=== Entries provided ===
------------
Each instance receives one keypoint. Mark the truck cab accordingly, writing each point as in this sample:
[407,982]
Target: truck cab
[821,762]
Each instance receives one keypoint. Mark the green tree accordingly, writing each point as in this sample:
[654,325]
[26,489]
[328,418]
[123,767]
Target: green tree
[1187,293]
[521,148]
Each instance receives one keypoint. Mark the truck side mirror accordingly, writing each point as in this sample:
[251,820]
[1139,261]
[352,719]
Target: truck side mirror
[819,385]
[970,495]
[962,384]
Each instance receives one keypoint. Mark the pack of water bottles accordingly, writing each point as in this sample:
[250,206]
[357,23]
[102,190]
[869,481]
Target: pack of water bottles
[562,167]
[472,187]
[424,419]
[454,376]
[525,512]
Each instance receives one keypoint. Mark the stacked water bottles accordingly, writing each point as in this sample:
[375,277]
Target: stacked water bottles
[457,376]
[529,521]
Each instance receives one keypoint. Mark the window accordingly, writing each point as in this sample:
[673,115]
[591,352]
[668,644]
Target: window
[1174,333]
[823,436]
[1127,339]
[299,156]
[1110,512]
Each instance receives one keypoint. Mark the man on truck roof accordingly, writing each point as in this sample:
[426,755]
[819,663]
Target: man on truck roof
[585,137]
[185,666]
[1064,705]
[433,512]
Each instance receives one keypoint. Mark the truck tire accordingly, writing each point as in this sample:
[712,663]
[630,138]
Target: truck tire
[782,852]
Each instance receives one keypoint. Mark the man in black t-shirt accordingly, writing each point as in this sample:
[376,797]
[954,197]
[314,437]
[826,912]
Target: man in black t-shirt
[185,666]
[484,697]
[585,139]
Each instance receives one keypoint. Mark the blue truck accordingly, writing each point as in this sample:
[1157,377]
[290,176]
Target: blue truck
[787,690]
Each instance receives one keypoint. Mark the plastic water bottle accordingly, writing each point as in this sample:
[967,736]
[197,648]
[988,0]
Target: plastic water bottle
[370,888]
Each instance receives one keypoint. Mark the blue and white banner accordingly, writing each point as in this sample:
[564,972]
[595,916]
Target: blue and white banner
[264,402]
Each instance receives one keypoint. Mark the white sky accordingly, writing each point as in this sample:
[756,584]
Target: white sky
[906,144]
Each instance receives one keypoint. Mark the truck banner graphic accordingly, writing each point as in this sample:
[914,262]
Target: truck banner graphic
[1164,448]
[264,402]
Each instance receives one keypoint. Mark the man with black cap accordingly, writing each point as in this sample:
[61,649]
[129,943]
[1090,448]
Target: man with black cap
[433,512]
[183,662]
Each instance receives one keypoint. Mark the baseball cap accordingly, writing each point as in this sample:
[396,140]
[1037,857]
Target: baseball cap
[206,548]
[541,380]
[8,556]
------------
=== Problem to work on ===
Nothing is to be left out: set down all the records again exactly.

=== Task solution ===
Each instance receives one keypoint. Mark the truck cab accordingly, writing each point as in this sample:
[407,982]
Target: truck cab
[821,762]
Each instance receives one keypoint. Mark the green tree accordingly, writing each point as in this sample:
[654,325]
[26,489]
[328,418]
[123,767]
Target: green tree
[1187,293]
[521,148]
Each instance receives one keypoint. Mark the truck side mirror accordingly, writing each point as in this sample:
[251,820]
[1139,261]
[352,719]
Target: truck side mirror
[819,385]
[970,495]
[962,384]
Each instance receives one keypoint. Mark the pack of water bottles accordingly, writing each point as in this sample:
[250,206]
[357,23]
[102,190]
[869,481]
Target: pack of water bottles
[562,167]
[472,187]
[424,419]
[454,376]
[525,512]
Each instance receives one keypoint. Mark the stacked water bottles accordingly, writing each point as in this sample:
[375,277]
Target: stacked water bottles
[457,376]
[529,521]
Each instance receives one keypoint. Mark the window accordingly, writing each point as in this sample:
[673,115]
[591,352]
[668,644]
Target: window
[1174,333]
[823,436]
[1127,339]
[299,156]
[1110,512]
Each instance receives one keypoint. Mark the man on truck roof accordingly, writing each point as in this sample:
[426,755]
[819,663]
Target: man on truck roof
[585,137]
[185,666]
[1064,705]
[433,512]
Each instance receives one keypoint. Mark the truck tire accordingly, writing each point as in this sample:
[712,663]
[630,138]
Target: truck tire
[782,852]
Each instance receives one keypoint. Mark the man in black t-shirt accordingly, writing each point as in this sample:
[376,797]
[954,197]
[314,437]
[826,912]
Target: man in black t-shirt
[185,666]
[484,697]
[585,139]
Each instance receives one keypoint. Mark the blue truck accordingly, writing each point as in this sample:
[1157,377]
[290,176]
Target: blue truck
[787,690]
Each instance receives one keypoint. Mark the plastic water bottle accordingly, writing each point as in this sample:
[967,736]
[197,648]
[988,0]
Target: plastic water bottle
[370,888]
Each instance receives one keypoint. Mark the blue and white banner accordingly, writing each point as in this sample:
[564,972]
[595,916]
Target: blue and white banner
[264,402]
Each instance receives one keypoint. Mark the white sky accordingly, writing each point as in this sample:
[756,584]
Target: white sky
[906,144]
Each instance receives one keypoint. Mark the truck banner graphic accordingly, writing each point as in this sample:
[914,262]
Target: truck banner graphic
[1164,448]
[264,402]
Each instance receives one keypoint. Mark the man with black cap accordingly, writing each point as in this sample:
[61,649]
[129,943]
[1090,448]
Target: man with black cap
[433,512]
[183,662]
Each instance receives one keypoint. Mark the baseball cap accordingly, writing each point as in this sample:
[396,140]
[1037,857]
Target: baseball cap
[206,548]
[541,380]
[8,556]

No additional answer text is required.